- What the task asks
Reproduce unchanged everything in the data below, from the line that contains "of trees in" down to the line that contains "187 230 L 187", with both of those lines included.

- Region annotation entries
** START **
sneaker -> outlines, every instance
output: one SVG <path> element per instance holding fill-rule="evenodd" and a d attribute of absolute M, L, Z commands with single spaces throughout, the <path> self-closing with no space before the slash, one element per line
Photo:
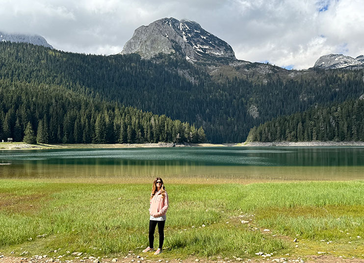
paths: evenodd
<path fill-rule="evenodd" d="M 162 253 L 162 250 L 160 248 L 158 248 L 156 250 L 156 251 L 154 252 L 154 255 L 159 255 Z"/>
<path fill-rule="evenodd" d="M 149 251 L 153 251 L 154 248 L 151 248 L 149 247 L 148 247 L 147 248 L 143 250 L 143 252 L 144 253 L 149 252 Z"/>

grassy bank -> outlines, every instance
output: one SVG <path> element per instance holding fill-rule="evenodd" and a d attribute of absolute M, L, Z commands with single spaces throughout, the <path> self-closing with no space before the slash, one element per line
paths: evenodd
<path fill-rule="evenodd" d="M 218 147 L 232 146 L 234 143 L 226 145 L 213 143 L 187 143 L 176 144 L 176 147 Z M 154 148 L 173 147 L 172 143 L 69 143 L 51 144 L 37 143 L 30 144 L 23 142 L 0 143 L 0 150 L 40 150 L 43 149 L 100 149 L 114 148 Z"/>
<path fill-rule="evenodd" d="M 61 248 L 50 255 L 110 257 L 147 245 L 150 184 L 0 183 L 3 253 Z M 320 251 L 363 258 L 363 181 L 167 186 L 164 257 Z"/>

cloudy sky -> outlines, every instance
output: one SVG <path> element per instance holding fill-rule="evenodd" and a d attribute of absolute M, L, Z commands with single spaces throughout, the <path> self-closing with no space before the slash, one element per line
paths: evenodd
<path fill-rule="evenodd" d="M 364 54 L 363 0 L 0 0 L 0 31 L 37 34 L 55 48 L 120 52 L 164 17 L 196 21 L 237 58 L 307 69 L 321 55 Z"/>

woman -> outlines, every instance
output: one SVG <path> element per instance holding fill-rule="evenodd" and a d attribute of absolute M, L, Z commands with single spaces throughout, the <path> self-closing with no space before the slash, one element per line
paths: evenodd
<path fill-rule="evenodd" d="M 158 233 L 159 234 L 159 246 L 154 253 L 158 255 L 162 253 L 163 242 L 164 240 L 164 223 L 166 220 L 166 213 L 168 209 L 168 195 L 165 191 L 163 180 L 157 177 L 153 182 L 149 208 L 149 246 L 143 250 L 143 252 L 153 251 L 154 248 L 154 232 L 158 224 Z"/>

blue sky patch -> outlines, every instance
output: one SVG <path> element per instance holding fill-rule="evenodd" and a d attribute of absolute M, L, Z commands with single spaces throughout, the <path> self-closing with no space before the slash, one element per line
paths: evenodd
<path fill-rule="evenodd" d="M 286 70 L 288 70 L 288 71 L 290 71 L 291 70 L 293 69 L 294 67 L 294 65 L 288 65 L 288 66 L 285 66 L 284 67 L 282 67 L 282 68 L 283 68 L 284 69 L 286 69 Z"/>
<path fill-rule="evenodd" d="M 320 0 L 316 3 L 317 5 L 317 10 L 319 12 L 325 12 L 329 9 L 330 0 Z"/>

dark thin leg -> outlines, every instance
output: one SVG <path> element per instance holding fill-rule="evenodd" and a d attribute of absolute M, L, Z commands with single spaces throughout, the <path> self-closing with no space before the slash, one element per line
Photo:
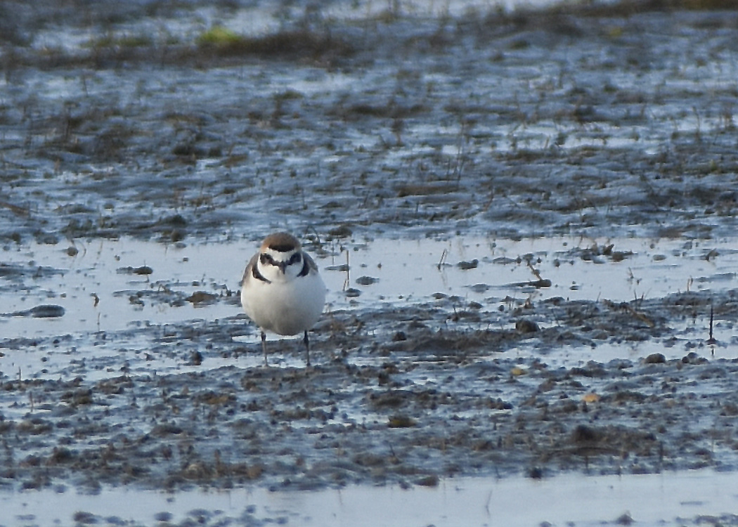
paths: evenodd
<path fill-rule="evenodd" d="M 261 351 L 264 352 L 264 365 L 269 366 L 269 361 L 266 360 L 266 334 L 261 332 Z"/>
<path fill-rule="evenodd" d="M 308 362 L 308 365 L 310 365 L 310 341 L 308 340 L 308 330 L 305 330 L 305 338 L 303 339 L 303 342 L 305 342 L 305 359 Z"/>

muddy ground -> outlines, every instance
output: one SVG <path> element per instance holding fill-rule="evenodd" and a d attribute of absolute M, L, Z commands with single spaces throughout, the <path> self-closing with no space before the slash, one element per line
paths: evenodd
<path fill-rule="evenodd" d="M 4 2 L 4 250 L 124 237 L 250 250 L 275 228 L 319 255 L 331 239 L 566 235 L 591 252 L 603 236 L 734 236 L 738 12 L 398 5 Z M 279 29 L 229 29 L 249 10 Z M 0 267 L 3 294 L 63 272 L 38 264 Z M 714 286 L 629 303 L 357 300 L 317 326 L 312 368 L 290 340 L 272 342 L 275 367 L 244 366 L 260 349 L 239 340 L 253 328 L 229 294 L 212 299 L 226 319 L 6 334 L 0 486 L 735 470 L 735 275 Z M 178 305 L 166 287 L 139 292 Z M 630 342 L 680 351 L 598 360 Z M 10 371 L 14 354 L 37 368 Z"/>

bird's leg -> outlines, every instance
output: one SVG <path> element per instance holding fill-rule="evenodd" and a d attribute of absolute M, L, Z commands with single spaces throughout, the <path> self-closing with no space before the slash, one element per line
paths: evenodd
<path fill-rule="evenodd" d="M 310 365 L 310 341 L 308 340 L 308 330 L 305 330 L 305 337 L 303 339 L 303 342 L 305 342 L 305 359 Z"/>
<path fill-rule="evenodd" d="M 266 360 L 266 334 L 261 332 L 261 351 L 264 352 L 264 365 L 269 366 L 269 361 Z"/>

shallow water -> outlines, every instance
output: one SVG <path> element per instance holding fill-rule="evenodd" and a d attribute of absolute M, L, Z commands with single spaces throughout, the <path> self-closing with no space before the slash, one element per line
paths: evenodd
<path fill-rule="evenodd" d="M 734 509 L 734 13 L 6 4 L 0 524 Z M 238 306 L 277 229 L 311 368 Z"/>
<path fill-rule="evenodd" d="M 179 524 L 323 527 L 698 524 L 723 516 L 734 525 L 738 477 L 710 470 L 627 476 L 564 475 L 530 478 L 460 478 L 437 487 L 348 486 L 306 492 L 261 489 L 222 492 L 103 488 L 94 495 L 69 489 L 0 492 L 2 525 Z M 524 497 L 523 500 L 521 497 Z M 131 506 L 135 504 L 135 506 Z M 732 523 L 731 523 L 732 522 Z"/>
** END **
** START **
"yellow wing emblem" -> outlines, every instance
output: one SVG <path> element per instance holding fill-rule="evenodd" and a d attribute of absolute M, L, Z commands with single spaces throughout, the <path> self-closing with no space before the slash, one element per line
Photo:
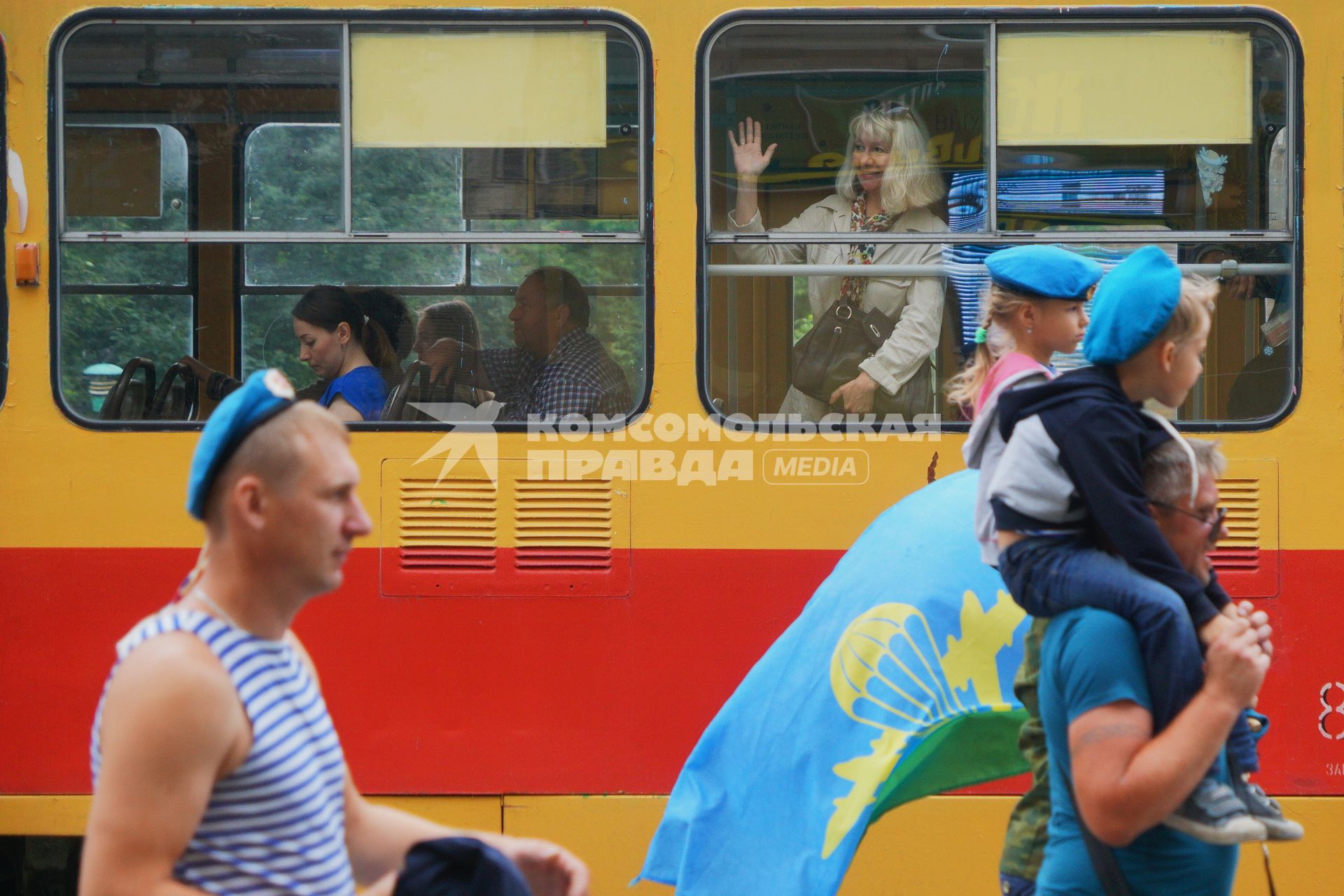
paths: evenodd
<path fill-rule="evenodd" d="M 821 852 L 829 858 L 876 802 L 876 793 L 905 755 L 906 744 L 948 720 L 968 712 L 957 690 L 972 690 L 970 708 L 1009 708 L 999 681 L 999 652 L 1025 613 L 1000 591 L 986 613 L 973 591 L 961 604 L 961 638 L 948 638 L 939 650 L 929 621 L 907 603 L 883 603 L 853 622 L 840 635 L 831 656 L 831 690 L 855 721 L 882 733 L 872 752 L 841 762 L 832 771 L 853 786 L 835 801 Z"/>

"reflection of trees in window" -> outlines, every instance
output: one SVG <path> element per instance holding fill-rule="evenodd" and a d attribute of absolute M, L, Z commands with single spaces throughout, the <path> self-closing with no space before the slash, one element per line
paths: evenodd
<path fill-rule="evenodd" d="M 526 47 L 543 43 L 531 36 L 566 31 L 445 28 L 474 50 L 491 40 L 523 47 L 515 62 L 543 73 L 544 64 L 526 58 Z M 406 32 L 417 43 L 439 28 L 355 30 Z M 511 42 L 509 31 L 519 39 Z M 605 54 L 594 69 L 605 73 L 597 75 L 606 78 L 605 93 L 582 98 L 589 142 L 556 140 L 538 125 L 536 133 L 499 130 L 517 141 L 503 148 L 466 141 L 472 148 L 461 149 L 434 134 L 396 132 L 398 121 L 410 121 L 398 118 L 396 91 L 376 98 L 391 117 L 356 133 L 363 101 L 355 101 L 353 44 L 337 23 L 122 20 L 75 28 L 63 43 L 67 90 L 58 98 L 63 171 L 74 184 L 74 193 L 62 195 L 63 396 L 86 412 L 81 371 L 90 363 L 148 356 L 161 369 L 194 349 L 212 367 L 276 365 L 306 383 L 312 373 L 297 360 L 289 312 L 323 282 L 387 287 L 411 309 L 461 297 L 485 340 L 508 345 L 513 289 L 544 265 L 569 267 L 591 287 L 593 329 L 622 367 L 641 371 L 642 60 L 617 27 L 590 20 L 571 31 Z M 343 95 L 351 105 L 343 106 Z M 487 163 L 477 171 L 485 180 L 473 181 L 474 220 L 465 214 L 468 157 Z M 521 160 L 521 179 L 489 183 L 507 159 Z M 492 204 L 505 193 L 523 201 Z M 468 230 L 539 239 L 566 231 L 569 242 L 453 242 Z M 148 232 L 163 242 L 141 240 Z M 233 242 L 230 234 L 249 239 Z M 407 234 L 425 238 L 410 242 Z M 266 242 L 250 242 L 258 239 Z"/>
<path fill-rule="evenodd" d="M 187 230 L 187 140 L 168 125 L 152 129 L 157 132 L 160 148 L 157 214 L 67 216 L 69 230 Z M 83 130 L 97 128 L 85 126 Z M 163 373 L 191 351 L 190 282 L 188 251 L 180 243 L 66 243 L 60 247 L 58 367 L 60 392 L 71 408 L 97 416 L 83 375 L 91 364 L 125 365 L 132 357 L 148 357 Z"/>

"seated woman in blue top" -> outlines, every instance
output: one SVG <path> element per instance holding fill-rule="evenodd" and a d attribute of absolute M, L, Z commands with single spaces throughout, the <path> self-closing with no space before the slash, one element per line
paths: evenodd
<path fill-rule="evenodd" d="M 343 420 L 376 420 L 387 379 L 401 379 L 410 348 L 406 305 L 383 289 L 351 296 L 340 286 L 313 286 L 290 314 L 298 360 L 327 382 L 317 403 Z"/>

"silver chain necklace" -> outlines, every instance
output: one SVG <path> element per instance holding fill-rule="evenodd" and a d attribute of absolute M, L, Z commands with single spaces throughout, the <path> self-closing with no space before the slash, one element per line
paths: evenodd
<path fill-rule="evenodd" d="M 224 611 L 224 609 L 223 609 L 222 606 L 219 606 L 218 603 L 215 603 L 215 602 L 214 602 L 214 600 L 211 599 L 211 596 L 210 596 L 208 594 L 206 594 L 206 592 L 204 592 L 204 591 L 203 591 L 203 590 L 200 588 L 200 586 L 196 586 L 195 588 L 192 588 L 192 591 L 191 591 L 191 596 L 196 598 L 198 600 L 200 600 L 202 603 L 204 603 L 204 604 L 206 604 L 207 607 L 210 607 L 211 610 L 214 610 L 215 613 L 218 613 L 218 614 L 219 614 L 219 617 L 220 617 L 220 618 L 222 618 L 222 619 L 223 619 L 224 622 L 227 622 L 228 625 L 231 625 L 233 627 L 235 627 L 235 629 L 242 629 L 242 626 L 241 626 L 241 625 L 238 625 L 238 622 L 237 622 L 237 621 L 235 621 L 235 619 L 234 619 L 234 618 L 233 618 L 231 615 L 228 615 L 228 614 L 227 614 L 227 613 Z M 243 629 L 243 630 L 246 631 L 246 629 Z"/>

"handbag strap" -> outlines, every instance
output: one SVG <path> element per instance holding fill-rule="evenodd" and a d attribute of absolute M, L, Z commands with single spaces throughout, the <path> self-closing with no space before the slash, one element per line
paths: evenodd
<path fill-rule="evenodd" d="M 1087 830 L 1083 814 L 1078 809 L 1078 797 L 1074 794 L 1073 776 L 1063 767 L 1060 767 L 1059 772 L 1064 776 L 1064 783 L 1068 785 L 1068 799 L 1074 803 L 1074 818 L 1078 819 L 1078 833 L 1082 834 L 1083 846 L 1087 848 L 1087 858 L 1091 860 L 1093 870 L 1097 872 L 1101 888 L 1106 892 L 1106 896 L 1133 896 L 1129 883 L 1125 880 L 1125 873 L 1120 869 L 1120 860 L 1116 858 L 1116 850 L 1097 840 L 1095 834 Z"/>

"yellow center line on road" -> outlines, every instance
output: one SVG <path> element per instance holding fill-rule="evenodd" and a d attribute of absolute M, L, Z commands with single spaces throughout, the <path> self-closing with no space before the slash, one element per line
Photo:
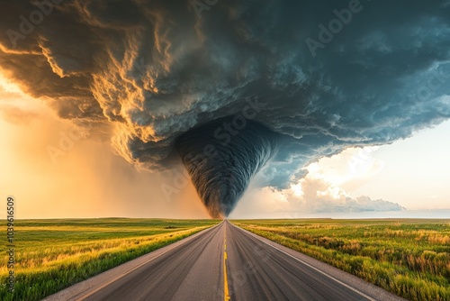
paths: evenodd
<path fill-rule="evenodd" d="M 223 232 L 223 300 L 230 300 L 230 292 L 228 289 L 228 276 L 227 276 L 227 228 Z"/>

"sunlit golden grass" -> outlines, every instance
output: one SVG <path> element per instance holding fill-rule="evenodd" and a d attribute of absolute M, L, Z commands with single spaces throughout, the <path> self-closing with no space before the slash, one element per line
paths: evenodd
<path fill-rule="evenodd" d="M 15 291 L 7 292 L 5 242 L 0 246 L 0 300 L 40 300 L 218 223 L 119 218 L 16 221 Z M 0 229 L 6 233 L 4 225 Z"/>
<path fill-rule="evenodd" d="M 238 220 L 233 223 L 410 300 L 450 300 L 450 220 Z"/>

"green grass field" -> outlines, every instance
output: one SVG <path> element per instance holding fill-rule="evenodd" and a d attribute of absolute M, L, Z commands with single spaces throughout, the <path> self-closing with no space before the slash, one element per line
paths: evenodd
** END **
- The completed task
"reflection of trees in window" -> outlines, every instance
output: one SVG <path> element per instance holding fill-rule="evenodd" and a d attribute of absolute M, L, Z commands with single spaces throughout, the <path> self-closing with no space before the slash, one element per line
paths: evenodd
<path fill-rule="evenodd" d="M 526 47 L 543 43 L 531 36 L 566 31 L 445 28 L 474 50 L 491 40 L 523 47 L 515 62 L 543 73 L 544 64 L 526 58 Z M 406 32 L 417 43 L 439 28 L 355 30 Z M 511 42 L 509 31 L 519 39 Z M 605 54 L 594 69 L 605 73 L 597 75 L 606 78 L 605 93 L 582 98 L 589 142 L 556 140 L 538 125 L 536 133 L 499 130 L 517 141 L 503 148 L 466 141 L 472 148 L 461 149 L 434 134 L 396 132 L 398 121 L 410 121 L 398 118 L 396 91 L 376 98 L 391 117 L 356 133 L 363 101 L 355 101 L 353 44 L 337 23 L 122 20 L 75 28 L 63 43 L 67 90 L 58 98 L 63 171 L 74 184 L 74 193 L 62 195 L 63 396 L 86 412 L 81 371 L 90 363 L 148 356 L 161 369 L 194 349 L 212 367 L 276 365 L 306 383 L 312 373 L 297 360 L 289 312 L 323 282 L 387 287 L 411 309 L 461 297 L 485 340 L 508 345 L 513 289 L 544 265 L 569 267 L 591 287 L 593 329 L 622 367 L 641 371 L 642 60 L 617 27 L 590 20 L 571 31 Z M 343 95 L 351 105 L 343 106 Z M 487 163 L 477 171 L 485 180 L 473 181 L 474 220 L 465 214 L 468 157 Z M 521 160 L 521 179 L 489 183 L 507 159 Z M 492 204 L 505 193 L 523 201 Z M 468 230 L 539 239 L 566 231 L 569 242 L 453 242 Z M 148 232 L 163 242 L 141 240 Z M 233 242 L 230 234 L 249 239 Z M 407 234 L 425 238 L 410 242 Z M 266 242 L 250 242 L 258 239 Z"/>
<path fill-rule="evenodd" d="M 187 230 L 187 140 L 168 125 L 152 129 L 157 132 L 160 148 L 157 214 L 67 216 L 69 230 Z M 83 130 L 97 128 L 85 126 Z M 163 373 L 191 351 L 190 282 L 188 251 L 180 243 L 66 243 L 60 247 L 58 367 L 60 392 L 71 408 L 97 416 L 83 375 L 91 364 L 125 365 L 132 357 L 148 357 Z"/>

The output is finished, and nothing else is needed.